◆ Required work ◆
a) Rewrite everything in the comments on certification from "I'm wondering if" down to "betterment of mankind.", swapping "mankind" for "humanity".
b) In the comments on certification, what is higher education said to have started out much like?

Most things related to grading support the certification function, not the education function.




Certification isn't a necessity in the face of accepting uncertainty. Once we accept the lack of certainty around hiring people, we can start coming up with solutions to overcome certification.

The companies experimenting on such things are more likely to be able to adapt to a climate where certification is becoming meaningless.

Hopefully, more companies will realize certification designed for the industrial age has run its course and academia will no longer be incentivized to continue gatekeeping via certification and will get back to focusing on education.


> Certification isn't a necessity in the face of accepting uncertainty

Sure, but since real people that are actually hiring are quite Keen to limit uncertsinty, that's not particularly germane to the real context in which colleges or students operate. If it were, non-certifying MOOCs and certifying college courses would have more similar costs.

> Once we accept the lack of certainty around hiring people,

Most hiring parties accept a lot of uncertainty around hiring people, and that is reflected in pay which is discounted for that risk.

Both hiring parties and quality employees (who can thus command higher pay) want to reduce that uncertainty, not increase it.

> and academia will no longer be incentivized to continue gatekeeping via certification and will get back to focusing on education.

Higher education started out much like trade guilds for scholars; there is precious little “education without gatekeeping” for it to return to (and it well predates the industrial age.)

Outside of universities, education without certification never went away. There are plenty of places to get that.


I'm wondering if removing money from all the equations makes the risk moot. If I have to choose one person to hire because of limited funds/resources, that introduces a selection problem. Removing the design constraints that lead to needing to choose one person can allow us to push tasks to a decentralized group of volunteers. Without money in the game, the market can be a collaborative one, as opposed to competitive. Then we're all working for the betterment of mankind.

This may be Star Trekonomics 101...dunno. I do know it starts with an organization willing to give it a try and put themselves out there to be the most sustainable with as little money required as possible. Over the second company joins them, it's only a matter of time before they (or someone inspired by then) publicly starts trouncing the rest of the market by reducing the flow of cash into the industry while focusing fully on meeting the needs of their customers. Customers will flock to them, collectively giving the org whatever is needed to include more people in a sustainable manner. Once that starts happening, others in the industry will likely follow and the industry will likely start heavily divesting of cash.

I patiently wait for it to happen in academia.

◆ Data to examine ◆
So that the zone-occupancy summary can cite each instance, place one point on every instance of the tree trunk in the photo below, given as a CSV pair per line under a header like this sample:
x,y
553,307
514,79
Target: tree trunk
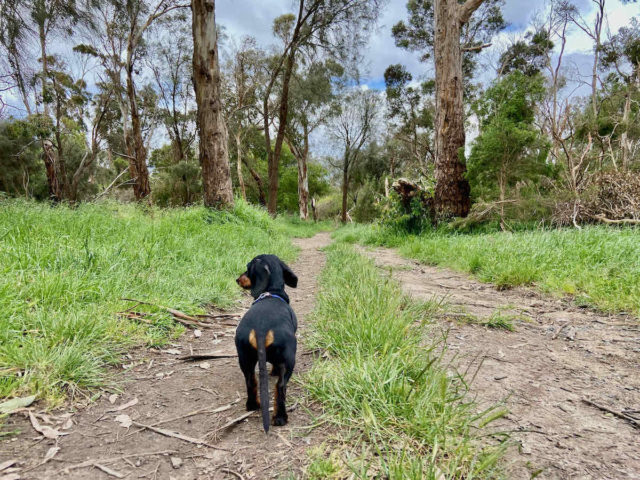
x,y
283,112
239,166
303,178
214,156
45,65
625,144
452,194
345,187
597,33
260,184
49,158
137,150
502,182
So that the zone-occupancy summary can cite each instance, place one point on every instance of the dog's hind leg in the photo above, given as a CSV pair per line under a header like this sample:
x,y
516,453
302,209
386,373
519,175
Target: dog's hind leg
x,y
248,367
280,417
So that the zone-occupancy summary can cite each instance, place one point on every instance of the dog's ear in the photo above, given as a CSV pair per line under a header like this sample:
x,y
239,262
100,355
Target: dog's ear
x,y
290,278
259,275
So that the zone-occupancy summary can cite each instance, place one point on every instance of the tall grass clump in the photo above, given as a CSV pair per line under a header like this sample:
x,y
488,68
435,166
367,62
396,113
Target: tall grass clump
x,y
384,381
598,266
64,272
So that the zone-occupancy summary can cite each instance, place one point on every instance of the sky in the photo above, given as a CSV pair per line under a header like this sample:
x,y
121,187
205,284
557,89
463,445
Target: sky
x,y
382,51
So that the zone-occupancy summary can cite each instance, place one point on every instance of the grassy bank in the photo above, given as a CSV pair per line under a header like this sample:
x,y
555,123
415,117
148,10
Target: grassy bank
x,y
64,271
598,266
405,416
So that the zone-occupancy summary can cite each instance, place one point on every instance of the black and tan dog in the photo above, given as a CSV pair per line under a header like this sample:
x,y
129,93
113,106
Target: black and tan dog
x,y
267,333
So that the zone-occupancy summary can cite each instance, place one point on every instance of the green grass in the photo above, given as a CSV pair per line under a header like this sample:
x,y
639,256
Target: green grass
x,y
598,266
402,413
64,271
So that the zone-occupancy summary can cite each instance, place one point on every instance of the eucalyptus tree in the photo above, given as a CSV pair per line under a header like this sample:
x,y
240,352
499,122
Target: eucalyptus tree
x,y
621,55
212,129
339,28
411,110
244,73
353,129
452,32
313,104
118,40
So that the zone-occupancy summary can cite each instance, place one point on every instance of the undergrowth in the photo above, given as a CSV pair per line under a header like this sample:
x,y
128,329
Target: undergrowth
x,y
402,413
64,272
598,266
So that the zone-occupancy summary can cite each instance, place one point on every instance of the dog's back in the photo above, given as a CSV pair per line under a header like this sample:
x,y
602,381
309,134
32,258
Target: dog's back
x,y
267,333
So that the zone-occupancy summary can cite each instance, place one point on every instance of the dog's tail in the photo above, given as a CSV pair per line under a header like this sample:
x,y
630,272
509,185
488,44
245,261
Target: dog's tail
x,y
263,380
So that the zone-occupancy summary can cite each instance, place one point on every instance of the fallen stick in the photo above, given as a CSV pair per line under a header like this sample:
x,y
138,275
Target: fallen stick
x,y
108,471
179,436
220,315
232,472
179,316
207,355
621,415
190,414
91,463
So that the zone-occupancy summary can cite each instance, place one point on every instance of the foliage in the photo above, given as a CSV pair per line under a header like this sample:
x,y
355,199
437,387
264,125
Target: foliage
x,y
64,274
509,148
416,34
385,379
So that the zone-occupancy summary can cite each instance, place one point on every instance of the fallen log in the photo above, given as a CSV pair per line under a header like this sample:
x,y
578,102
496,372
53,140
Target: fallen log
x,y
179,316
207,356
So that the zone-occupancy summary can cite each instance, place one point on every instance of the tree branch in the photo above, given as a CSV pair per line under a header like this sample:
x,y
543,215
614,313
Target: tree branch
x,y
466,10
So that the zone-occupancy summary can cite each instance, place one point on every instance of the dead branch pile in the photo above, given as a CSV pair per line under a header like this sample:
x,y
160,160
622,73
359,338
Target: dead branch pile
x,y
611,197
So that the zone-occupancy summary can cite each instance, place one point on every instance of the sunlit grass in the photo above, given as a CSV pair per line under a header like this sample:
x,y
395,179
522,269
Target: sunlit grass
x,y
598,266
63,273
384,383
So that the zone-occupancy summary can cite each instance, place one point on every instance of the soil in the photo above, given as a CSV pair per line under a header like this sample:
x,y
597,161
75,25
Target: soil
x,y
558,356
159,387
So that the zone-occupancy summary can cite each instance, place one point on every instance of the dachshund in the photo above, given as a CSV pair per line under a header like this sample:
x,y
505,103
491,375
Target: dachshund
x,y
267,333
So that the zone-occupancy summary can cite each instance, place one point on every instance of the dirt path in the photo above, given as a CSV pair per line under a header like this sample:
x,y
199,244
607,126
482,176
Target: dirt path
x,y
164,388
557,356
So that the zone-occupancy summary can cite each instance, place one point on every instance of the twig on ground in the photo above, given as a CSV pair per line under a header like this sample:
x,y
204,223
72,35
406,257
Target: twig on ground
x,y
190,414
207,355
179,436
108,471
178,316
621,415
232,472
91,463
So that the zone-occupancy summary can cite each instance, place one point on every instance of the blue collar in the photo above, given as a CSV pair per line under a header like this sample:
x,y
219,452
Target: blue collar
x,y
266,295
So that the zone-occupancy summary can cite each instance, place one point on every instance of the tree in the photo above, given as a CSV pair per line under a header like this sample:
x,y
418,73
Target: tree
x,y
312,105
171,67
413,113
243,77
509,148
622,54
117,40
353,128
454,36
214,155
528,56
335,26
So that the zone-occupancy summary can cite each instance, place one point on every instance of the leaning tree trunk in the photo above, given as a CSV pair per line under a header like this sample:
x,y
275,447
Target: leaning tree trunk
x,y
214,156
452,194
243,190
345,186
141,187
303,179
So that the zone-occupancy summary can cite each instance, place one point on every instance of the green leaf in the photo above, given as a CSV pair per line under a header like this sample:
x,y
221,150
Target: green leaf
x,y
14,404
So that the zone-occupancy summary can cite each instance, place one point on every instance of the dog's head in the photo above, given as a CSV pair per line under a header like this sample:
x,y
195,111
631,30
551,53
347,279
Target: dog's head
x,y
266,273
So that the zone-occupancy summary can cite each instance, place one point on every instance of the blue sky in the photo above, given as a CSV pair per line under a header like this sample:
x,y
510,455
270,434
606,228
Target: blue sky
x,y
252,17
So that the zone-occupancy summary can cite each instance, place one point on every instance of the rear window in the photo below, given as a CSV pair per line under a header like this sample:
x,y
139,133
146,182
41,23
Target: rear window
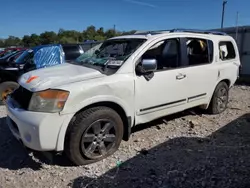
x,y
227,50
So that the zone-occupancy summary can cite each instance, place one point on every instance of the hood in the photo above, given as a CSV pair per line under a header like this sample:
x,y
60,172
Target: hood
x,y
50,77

◆ Answers to this exercise ◆
a)
I'm wondering if removing money from all the equations makes the risk moot. If I have to choose one person to hire because of limited funds/resources, that introduces a selection problem. Removing the design constraints that lead to needing to choose one person can allow us to push tasks to a decentralized group of volunteers. Without money in the game, the market can be a collaborative one, as opposed to competitive. Then we're all working for the betterment of humanity.

b) Trade guilds for scholars.